▸ **PROBLEM**
Scale these records by writing all their lines out again, requests included, with each x and y coordinate in the answers multiplied by 1.65 and rounded to a whole number (halves go up). Leave every number in the requests and their format samples unchanged.

▸ **INPUT MATERIAL**
** START **

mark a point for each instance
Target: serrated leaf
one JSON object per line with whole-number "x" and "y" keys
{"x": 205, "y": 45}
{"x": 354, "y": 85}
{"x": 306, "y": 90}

** END **

▸ **REPLY TO THE EXERCISE**
mark a point for each instance
Target: serrated leaf
one JSON object per line with whole-number "x" and "y" keys
{"x": 338, "y": 74}
{"x": 584, "y": 140}
{"x": 505, "y": 149}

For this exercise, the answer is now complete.